#### Written task:
Reproduce exactly, with no other output, every line of the data below from the line containing "Locate the black road" to the end, inclusive.

#### Dataset entries:
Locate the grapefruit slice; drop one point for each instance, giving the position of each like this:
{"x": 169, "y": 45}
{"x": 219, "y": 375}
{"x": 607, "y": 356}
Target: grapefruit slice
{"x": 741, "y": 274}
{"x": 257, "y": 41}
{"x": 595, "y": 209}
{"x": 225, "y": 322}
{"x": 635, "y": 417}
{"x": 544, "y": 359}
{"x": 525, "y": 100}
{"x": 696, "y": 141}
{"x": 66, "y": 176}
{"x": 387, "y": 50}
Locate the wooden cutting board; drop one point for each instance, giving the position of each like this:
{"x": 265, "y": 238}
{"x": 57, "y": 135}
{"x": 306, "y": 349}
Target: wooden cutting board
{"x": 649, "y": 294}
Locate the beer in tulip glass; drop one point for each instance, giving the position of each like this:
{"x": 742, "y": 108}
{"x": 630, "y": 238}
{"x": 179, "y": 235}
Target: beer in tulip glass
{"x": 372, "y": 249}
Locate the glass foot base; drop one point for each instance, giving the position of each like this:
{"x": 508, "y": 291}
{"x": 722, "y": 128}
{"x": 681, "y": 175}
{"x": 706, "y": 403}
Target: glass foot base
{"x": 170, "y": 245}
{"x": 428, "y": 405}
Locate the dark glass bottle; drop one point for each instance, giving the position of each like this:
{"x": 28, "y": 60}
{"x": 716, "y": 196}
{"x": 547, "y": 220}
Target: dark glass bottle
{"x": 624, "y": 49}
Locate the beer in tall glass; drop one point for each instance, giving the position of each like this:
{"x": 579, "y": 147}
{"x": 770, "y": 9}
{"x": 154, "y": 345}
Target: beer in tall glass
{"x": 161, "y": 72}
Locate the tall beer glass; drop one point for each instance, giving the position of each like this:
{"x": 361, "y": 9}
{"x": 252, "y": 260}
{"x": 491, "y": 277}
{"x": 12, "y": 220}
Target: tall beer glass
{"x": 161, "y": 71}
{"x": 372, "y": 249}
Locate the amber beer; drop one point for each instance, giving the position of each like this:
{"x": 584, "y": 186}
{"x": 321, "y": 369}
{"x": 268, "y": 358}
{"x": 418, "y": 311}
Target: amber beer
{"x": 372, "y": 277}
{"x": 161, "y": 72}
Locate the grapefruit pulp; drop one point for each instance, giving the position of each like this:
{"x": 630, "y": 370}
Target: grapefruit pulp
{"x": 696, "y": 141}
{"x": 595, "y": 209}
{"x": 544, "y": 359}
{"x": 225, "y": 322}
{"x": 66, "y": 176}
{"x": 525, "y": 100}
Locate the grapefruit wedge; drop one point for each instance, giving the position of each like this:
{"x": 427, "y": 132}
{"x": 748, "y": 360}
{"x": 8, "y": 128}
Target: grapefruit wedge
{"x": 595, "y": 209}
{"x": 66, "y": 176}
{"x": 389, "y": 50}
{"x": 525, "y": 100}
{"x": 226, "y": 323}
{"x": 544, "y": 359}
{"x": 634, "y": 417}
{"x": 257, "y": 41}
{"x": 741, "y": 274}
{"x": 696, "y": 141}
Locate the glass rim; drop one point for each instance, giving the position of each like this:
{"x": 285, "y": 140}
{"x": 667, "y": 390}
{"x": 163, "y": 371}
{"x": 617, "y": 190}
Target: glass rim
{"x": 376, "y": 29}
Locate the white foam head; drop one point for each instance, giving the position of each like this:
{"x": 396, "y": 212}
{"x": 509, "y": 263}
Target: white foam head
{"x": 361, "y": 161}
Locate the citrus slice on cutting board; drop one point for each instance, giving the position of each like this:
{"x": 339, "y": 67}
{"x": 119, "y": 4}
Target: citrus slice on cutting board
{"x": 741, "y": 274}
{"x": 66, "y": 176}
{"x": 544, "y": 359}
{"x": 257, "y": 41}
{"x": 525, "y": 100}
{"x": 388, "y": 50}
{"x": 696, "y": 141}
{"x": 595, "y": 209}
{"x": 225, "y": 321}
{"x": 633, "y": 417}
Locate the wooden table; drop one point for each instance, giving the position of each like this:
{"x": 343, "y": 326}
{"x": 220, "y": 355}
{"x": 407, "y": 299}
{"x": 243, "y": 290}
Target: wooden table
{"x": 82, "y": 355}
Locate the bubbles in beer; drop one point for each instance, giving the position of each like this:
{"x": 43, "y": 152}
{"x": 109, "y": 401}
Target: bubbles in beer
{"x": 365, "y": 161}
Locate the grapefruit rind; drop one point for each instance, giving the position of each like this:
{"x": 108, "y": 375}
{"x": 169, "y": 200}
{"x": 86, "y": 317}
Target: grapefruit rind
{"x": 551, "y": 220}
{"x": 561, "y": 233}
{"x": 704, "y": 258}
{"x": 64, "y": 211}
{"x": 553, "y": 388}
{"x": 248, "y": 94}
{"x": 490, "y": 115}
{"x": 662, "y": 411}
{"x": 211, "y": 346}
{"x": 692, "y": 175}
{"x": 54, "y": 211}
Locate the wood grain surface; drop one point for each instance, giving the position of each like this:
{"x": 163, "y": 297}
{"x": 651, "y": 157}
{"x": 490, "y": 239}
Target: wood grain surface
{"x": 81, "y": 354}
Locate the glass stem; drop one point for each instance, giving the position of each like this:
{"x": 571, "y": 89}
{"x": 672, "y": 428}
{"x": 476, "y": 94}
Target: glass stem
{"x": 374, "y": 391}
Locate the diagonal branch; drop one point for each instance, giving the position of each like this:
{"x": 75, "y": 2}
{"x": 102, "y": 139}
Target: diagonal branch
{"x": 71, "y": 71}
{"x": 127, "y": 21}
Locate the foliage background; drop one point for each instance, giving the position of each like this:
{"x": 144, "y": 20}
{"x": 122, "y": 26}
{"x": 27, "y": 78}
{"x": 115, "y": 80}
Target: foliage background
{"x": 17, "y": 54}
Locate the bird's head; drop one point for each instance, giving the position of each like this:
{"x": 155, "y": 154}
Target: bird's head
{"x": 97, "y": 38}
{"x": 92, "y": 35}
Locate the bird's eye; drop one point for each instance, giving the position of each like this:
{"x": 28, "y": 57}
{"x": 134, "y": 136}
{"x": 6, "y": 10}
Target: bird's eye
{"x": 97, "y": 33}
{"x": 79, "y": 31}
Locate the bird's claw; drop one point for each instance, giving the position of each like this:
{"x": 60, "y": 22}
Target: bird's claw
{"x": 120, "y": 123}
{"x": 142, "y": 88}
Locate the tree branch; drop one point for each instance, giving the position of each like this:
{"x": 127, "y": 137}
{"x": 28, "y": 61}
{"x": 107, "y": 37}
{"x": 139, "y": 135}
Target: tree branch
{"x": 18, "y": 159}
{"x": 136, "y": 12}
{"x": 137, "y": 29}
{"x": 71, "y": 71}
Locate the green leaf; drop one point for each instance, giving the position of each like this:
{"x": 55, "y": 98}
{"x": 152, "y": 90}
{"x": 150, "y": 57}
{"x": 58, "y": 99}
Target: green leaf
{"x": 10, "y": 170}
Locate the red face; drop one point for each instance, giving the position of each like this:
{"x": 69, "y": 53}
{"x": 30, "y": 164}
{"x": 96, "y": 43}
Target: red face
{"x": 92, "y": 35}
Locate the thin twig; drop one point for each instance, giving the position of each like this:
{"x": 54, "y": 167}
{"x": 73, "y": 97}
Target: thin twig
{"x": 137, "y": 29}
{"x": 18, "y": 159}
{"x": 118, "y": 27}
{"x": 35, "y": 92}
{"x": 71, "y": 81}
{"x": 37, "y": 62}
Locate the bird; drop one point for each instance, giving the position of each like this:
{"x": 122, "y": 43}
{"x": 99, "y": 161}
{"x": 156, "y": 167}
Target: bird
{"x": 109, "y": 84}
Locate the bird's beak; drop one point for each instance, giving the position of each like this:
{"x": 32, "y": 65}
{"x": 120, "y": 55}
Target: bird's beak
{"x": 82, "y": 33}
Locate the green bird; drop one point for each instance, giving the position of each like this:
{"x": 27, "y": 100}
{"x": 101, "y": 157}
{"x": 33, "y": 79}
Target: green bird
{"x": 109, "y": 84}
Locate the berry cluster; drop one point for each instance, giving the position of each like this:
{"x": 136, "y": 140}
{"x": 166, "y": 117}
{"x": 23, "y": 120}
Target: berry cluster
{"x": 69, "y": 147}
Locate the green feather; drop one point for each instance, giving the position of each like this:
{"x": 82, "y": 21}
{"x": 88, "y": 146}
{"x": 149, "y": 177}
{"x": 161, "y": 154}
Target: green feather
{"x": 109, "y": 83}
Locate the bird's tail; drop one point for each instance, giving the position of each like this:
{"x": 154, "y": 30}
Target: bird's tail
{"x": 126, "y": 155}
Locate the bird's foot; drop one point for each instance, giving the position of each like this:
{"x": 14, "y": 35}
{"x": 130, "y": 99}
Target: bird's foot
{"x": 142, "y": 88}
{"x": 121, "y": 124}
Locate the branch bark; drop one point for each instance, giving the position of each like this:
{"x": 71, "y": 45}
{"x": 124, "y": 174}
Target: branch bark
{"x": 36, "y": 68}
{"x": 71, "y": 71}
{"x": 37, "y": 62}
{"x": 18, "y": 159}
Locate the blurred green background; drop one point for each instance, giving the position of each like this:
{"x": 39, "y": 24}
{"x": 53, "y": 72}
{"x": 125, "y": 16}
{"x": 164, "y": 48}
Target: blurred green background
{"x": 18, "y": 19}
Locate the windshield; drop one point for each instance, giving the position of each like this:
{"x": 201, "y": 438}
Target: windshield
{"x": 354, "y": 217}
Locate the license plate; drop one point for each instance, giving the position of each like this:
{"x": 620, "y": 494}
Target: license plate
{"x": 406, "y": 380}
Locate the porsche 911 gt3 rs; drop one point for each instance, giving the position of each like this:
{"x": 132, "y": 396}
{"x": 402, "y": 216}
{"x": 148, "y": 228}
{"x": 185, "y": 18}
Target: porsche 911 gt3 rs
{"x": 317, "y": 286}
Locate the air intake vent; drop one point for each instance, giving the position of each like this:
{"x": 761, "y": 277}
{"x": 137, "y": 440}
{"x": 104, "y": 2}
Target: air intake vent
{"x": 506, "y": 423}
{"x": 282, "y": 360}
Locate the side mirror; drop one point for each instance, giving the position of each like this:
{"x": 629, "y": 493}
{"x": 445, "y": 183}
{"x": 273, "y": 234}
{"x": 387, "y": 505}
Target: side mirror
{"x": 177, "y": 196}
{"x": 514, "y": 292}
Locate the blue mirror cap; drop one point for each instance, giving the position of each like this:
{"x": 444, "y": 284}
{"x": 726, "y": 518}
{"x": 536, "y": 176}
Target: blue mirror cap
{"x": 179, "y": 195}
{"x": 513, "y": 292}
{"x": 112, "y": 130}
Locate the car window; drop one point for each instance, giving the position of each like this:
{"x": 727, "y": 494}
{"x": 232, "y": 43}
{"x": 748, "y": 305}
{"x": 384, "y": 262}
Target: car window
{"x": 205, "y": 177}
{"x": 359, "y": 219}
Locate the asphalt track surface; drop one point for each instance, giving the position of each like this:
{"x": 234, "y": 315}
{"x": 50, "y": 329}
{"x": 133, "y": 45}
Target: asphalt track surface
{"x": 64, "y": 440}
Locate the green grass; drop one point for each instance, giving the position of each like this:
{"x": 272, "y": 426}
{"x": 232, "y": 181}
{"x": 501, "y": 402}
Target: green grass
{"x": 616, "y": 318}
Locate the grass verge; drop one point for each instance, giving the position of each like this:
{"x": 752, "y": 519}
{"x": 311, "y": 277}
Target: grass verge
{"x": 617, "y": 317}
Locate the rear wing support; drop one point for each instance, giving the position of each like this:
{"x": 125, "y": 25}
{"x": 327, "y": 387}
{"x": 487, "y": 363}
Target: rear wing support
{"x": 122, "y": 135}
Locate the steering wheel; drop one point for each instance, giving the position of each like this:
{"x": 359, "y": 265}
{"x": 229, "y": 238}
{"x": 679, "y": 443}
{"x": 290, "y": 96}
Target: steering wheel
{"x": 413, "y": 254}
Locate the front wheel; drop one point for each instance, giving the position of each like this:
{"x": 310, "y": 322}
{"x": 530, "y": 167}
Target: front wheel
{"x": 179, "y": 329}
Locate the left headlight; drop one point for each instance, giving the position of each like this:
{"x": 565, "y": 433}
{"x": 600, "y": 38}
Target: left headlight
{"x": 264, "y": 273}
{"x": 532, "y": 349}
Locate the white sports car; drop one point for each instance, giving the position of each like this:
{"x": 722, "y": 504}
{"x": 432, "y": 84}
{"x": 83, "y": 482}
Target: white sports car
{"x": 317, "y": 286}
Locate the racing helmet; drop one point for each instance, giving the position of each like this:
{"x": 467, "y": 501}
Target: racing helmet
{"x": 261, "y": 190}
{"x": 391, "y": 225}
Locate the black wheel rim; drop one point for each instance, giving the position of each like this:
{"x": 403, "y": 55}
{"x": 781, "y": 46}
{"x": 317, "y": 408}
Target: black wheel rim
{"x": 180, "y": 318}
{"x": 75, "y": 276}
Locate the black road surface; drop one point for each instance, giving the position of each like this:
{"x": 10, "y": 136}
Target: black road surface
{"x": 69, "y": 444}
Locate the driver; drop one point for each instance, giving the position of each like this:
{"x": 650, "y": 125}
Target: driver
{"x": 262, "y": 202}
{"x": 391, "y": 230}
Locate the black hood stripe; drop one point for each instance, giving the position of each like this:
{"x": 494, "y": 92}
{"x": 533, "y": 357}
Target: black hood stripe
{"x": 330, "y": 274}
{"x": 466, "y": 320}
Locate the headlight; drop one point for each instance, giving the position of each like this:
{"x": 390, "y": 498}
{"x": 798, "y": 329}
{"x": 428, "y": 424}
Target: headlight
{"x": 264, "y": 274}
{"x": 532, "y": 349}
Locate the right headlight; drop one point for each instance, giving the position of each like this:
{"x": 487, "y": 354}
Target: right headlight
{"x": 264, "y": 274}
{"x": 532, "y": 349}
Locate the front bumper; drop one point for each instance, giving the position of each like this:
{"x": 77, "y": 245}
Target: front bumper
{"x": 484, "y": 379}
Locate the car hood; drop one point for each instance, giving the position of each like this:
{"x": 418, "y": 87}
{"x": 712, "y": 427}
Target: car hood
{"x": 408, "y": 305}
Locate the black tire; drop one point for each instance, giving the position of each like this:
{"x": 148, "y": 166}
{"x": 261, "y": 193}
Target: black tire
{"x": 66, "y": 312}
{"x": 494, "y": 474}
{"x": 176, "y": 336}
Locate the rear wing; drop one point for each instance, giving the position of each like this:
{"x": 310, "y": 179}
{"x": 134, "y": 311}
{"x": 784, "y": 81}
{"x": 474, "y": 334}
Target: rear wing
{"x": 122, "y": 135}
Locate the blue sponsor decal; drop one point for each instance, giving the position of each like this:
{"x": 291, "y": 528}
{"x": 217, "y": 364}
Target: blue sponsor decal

#### Output below:
Locate the black road surface; drop one point for each instance, giving the position of each like this:
{"x": 10, "y": 136}
Target: black road surface
{"x": 69, "y": 444}
Locate the driver; drop one point for each instance, giving the position of each like this:
{"x": 650, "y": 125}
Target: driver
{"x": 262, "y": 202}
{"x": 391, "y": 230}
Locate the black hood stripe; drop one point for each instance, giving the position of each like this:
{"x": 494, "y": 92}
{"x": 533, "y": 357}
Target: black hood stripe
{"x": 330, "y": 274}
{"x": 466, "y": 320}
Locate the headlight; drop one point for each instance, giving the position of each like this:
{"x": 390, "y": 498}
{"x": 798, "y": 329}
{"x": 428, "y": 424}
Target: headlight
{"x": 264, "y": 274}
{"x": 532, "y": 349}
Locate the right headlight; drop one point for each instance, giving the position of each like this:
{"x": 487, "y": 354}
Target: right headlight
{"x": 264, "y": 274}
{"x": 532, "y": 349}
Locate the front bumper; drop one point for each instance, giving the position of each like this:
{"x": 77, "y": 245}
Target: front bumper
{"x": 484, "y": 379}
Locate the car hood; drop one point for each instance, giving the position of each like this:
{"x": 418, "y": 87}
{"x": 712, "y": 427}
Target: car hood
{"x": 408, "y": 305}
Locate the black tire; drop one point for each instance, giving the position of each like this:
{"x": 148, "y": 166}
{"x": 261, "y": 193}
Target: black tire
{"x": 66, "y": 312}
{"x": 494, "y": 474}
{"x": 176, "y": 336}
Locate the rear wing; drop one point for each instance, giving the position of each like this:
{"x": 310, "y": 179}
{"x": 134, "y": 311}
{"x": 784, "y": 81}
{"x": 474, "y": 334}
Target: rear wing
{"x": 122, "y": 135}
Locate the blue sponsor decal; drop one point for each instance, giving the position of each like this:
{"x": 291, "y": 528}
{"x": 217, "y": 364}
Target: blue sponsor decal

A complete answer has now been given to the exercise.